Given instruction: Convert every line of the records below into a JSON list of strings, with one string per line and no entries for blank lines.

(Records from a data collection)
..........

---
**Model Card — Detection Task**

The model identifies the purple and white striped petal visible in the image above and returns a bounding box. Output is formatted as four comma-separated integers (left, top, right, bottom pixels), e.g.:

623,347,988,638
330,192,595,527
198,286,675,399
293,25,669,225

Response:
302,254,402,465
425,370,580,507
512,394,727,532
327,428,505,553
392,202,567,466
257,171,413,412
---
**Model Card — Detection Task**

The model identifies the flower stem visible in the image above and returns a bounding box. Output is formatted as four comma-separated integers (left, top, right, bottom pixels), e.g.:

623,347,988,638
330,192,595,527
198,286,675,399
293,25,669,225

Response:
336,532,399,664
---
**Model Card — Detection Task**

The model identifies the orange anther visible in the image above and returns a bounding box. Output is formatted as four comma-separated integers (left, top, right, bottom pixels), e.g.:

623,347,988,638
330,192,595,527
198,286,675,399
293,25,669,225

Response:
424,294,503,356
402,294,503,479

..........

Finished task:
[
  "---",
  "**Model Card — Detection Task**",
  "The model identifies the purple and white striped petal visible in the image above and returns a bounding box. Output is formatted as four comma-separated integers (left, top, right, bottom pixels), e.g.:",
  "623,347,988,638",
  "330,192,595,527",
  "198,286,675,399",
  "293,25,669,225",
  "Response:",
  "302,254,402,465",
  "425,370,580,507",
  "512,394,727,532",
  "327,428,505,553",
  "392,202,567,466",
  "257,171,413,412",
  "---",
  "**Model Card — Detection Task**",
  "The model identifies the flower stem visible in the image above and returns a bounding box. Output is formatted as four comma-separated integers (left, top, right, bottom pixels), e.g.:",
  "623,347,988,638",
  "330,192,595,527",
  "198,286,675,399",
  "293,25,669,225",
  "Response:",
  "336,532,399,664",
  "---",
  "**Model Card — Detection Task**",
  "The model identifies the orange anther visible in the image above and returns a bounding box. Output is formatted as four comma-separated integers (left, top, right, bottom pixels), e.g.:",
  "623,347,988,638",
  "330,192,595,527",
  "198,286,675,399",
  "293,25,669,225",
  "Response:",
  "424,294,503,356",
  "402,294,503,479"
]